**Work instruction:** Only the text belongs in the answer: every line of the records below, transcribed exactly.

◆ ◆ ◆ ◆

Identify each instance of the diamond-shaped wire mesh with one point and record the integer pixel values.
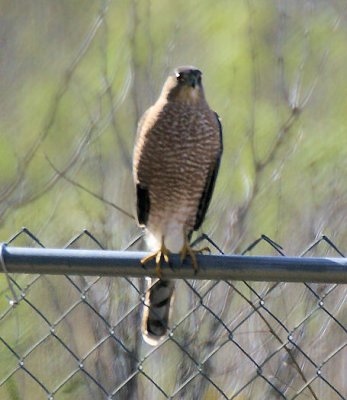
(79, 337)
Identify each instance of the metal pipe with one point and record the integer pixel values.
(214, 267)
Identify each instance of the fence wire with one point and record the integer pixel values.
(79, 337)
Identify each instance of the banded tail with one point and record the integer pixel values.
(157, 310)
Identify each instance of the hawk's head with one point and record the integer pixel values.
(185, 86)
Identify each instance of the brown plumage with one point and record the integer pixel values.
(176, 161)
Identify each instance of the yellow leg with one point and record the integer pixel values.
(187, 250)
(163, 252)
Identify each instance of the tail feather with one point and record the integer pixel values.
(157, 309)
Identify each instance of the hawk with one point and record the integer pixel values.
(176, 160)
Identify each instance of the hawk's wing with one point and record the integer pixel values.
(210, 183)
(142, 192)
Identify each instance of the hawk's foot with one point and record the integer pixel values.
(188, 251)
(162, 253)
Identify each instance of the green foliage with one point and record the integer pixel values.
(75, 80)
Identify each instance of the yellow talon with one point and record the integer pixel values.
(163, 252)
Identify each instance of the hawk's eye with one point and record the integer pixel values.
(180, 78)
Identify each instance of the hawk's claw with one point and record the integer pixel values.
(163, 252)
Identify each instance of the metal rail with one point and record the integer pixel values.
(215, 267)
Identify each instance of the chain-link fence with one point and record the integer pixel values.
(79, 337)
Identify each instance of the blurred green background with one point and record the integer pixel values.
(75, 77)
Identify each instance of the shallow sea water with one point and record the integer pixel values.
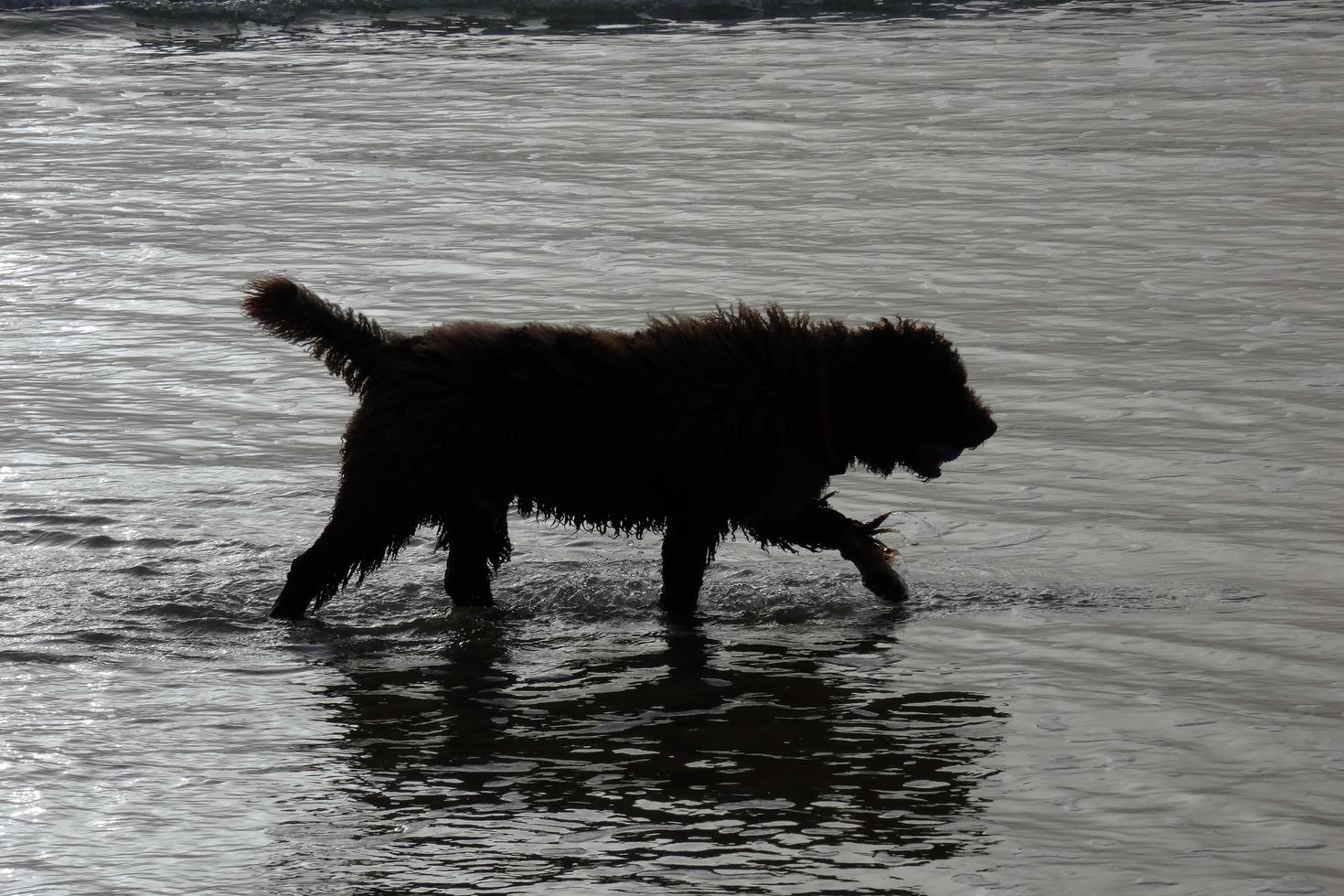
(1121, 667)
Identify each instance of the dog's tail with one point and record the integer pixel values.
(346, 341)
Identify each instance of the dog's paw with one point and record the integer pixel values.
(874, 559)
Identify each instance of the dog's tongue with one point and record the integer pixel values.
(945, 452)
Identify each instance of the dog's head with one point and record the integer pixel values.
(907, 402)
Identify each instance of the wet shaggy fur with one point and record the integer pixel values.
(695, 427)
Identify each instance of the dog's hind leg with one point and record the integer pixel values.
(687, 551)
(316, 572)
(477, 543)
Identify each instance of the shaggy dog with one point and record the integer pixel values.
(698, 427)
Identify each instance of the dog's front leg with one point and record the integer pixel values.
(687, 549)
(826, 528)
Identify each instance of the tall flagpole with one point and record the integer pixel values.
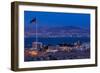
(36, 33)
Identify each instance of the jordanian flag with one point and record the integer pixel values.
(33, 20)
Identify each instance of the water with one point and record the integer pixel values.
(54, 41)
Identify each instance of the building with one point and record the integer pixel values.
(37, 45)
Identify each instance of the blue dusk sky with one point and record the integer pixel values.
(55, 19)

◆ ◆ ◆ ◆

**Solution to this exercise:**
Identify each instance of the diamond-shaped wire mesh with one point and record the integer pixel values.
(79, 337)
Identify each instance of the metal pipe with one point and record the integer pixel values.
(214, 267)
Identify each instance of the fence wire with one point and record the integer pixel values.
(79, 337)
Identify each instance of the banded tail with one point and record the integer pixel values.
(157, 310)
Identify each instance of the hawk's head with one point and record the integer pixel values.
(185, 86)
Identify each instance of the brown plumage with one point and record the integer pixel values.
(176, 161)
Identify each instance of the yellow leg with one point and record the integer pixel values.
(187, 250)
(163, 252)
Identify each instance of the tail feather with one point and record the integer pixel values.
(157, 309)
Identify each instance of the hawk with one point and record the integer pixel values.
(176, 160)
Identify each instance of the hawk's wing with one point and record the integer pixel values.
(210, 183)
(142, 192)
Identify each instance of the hawk's foot with one point and record the integer pixel values.
(188, 251)
(162, 253)
Identify each instance of the green foliage with one point and record the integer pixel values.
(75, 80)
Identify each instance of the yellow talon with one point and record the integer pixel values.
(163, 252)
Identify each instance of the hawk's eye with one point and record the integer pixel values.
(180, 78)
Identify each instance of the hawk's claw with one point and record the integer pixel values.
(163, 252)
Identify each instance of the metal rail with one point and record the integer pixel values.
(215, 267)
Identify each instance of the chain-link fence with one point and record the integer pixel values.
(79, 337)
Identify each instance of the blurred green background with one point and record the integer pixel values.
(75, 77)
Identify each instance of the shallow sea water with one point and record the integer pixel values.
(1121, 667)
Identify each instance of the dog's tail with one point and record the integer pixel values.
(346, 341)
Identify each instance of the dog's paw with one point and record the integer pixel values.
(874, 559)
Identify each instance of the dog's tongue with one point and record the integer pixel values.
(945, 452)
Identify each instance of the dog's head with one point and record the integer pixel values.
(907, 402)
Identify each instance of the wet shaggy fur with one point and record the integer pixel values.
(695, 427)
Identify each instance of the dog's hind leg with one point and record the integer pixel values.
(687, 551)
(316, 572)
(477, 543)
Identify each instance of the shaggy dog with one point and record the integer pixel values.
(698, 427)
Identify each instance of the dog's front leg with one point and record the integer pixel values.
(687, 549)
(826, 528)
Identify each instance of the tall flagpole with one point and record the integer pixel values.
(36, 33)
Identify each instance of the jordanian flag with one point and record the integer pixel values.
(33, 20)
Identify each instance of the water with one point and record the integer pixel values.
(54, 41)
Identify each instance of the building with one point and record the integer pixel values.
(37, 45)
Identify each instance of the blue dusk sky with one point and record the integer pixel values.
(55, 19)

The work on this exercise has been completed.